> _DIRECTIONS_:
Each line from the one containing "Where can the wooden knife" through the last line of the records below is to be set down exactly; the rest stays out.

> _Data records_:
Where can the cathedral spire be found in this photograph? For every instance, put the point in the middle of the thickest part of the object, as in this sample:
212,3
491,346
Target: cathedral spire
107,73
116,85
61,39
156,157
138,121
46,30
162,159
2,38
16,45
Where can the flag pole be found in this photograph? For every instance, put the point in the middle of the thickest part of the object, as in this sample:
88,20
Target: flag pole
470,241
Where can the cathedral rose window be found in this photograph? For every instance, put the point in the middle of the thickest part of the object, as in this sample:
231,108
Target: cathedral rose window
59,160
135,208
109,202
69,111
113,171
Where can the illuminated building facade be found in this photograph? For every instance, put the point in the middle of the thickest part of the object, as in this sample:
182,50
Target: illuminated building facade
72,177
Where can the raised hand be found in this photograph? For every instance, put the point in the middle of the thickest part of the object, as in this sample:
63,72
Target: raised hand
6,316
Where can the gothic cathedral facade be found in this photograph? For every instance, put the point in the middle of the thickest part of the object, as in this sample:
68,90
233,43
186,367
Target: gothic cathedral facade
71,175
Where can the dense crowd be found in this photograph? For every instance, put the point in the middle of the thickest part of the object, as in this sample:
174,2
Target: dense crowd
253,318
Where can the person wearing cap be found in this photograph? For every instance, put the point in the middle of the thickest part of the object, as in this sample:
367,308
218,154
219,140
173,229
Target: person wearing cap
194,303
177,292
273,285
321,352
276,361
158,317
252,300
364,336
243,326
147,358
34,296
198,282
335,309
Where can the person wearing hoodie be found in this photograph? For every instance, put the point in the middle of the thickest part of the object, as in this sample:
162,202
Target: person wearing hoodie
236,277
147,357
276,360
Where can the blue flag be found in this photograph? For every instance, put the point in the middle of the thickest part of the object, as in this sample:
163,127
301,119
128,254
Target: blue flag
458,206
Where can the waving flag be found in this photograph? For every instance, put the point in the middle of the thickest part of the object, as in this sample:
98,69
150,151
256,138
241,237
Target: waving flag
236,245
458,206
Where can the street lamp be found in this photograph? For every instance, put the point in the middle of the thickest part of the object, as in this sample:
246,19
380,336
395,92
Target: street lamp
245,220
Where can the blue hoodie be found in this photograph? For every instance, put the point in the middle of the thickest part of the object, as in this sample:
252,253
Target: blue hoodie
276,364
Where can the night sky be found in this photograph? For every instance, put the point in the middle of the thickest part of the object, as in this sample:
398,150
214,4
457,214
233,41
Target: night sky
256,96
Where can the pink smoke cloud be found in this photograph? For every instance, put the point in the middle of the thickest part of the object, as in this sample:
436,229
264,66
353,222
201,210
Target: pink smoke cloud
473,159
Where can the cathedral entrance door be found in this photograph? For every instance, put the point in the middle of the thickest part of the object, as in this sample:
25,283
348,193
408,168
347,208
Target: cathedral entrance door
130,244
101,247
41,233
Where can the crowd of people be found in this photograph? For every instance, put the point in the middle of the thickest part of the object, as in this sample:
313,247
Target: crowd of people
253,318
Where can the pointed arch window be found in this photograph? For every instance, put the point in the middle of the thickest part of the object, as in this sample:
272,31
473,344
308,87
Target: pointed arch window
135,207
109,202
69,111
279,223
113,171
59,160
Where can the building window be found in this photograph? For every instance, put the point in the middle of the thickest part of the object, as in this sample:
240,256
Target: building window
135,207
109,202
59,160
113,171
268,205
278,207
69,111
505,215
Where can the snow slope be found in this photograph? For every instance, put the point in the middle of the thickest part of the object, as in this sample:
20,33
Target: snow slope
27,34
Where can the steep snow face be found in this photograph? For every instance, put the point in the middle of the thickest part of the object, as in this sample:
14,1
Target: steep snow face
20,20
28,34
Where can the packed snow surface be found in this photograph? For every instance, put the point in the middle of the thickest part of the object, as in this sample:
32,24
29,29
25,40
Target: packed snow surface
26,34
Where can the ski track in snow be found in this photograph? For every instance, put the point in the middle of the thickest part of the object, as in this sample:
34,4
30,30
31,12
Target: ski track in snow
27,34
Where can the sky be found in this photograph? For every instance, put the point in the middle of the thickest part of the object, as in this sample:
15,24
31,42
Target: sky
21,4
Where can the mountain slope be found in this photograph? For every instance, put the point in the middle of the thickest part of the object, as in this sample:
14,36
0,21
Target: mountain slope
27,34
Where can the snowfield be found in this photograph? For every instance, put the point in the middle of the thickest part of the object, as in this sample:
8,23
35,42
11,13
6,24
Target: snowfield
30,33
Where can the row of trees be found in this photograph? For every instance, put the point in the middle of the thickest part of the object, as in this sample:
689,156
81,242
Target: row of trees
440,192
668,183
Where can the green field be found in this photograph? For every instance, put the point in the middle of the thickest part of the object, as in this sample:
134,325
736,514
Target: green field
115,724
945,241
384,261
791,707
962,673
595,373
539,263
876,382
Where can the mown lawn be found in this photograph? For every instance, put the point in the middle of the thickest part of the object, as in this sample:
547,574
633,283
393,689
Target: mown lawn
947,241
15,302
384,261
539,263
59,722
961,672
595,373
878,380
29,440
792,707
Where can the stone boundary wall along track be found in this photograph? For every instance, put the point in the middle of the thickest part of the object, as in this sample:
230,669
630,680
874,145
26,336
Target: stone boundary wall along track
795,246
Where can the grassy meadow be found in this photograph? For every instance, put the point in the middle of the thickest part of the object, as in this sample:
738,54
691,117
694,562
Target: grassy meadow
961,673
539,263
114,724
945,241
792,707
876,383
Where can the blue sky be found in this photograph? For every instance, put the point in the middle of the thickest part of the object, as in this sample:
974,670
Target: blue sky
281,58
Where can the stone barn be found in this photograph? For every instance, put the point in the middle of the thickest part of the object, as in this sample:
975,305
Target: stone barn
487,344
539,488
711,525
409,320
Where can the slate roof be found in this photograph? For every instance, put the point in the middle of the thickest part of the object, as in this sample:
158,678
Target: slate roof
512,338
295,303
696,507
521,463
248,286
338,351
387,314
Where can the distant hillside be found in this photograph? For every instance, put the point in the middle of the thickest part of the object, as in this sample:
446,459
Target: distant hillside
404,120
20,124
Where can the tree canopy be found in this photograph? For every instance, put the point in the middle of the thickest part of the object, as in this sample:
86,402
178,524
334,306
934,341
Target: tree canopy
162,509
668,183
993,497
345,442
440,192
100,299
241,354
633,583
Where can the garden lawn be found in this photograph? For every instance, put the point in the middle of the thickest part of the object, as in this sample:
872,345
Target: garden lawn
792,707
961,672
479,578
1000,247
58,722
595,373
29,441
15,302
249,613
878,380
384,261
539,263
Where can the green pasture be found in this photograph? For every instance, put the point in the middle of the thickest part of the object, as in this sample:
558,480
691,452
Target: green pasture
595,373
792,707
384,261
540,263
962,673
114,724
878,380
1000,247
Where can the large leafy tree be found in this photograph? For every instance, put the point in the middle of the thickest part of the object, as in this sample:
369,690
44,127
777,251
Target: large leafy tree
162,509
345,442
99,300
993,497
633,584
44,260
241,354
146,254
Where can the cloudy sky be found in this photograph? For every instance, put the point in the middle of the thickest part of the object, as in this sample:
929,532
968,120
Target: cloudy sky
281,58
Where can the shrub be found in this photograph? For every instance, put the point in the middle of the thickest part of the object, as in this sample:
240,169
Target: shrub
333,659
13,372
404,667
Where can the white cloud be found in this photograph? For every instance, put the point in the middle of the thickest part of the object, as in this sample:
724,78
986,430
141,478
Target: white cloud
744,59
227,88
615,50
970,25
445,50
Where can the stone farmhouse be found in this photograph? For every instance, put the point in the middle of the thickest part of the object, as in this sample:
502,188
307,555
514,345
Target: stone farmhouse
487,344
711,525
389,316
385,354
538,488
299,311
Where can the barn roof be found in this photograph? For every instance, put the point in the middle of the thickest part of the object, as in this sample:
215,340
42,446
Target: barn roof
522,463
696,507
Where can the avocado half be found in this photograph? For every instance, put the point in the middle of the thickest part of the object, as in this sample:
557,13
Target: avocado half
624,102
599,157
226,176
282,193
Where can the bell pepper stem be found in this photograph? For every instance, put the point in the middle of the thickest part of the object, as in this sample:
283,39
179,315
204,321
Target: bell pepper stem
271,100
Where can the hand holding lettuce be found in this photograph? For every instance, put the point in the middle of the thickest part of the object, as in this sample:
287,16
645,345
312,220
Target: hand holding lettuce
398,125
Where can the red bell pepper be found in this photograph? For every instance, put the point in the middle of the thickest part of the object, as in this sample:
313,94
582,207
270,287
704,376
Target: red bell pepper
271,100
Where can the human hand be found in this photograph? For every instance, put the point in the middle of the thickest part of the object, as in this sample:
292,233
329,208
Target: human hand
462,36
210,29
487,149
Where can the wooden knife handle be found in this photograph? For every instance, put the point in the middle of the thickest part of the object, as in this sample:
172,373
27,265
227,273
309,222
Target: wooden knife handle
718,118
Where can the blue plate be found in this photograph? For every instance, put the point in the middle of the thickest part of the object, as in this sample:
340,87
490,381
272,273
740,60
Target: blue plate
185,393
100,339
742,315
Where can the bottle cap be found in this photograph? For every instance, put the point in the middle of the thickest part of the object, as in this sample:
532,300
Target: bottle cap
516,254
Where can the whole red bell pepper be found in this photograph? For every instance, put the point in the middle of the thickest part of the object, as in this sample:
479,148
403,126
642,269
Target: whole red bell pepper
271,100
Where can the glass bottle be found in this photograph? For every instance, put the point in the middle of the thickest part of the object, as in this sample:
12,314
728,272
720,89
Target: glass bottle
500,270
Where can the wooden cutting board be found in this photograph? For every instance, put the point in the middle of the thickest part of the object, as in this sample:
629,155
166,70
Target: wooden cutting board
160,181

> _ANSWER FOR THE TASK_:
Where can the wooden knife handle be found in this photograph? For every instance, put the point in the middle of the thickest part of the object, as in this sample:
172,373
27,265
227,273
309,222
Target: wooden knife handle
718,118
Where can the blue plate be found in this photograph? For every instance, put the point in the middle of the thickest part of the object, as in this sample:
340,87
490,381
272,273
740,60
Target: blue plate
185,393
100,339
742,315
Where can the bottle cap be found in this photograph? For every instance, put the point in the middle of the thickest part of the object, as in this sample:
532,300
Target: bottle cap
516,254
Where can the whole red bell pepper be found in this photograph? For every instance, put the point in the middle of the thickest part of the object, as in this sample:
479,148
403,126
642,269
Target: whole red bell pepper
271,100
Where can the glass bottle be found in this photograph? For every instance, put the point in the middle of the thickest part of the object, as in this sample:
12,314
728,272
720,89
Target: glass bottle
500,270
Where can the wooden cutting board be found in this photograph? For every instance, put the point in the middle of the thickest part of the object, as in this sample:
629,155
166,70
Target: wooden cutting board
160,181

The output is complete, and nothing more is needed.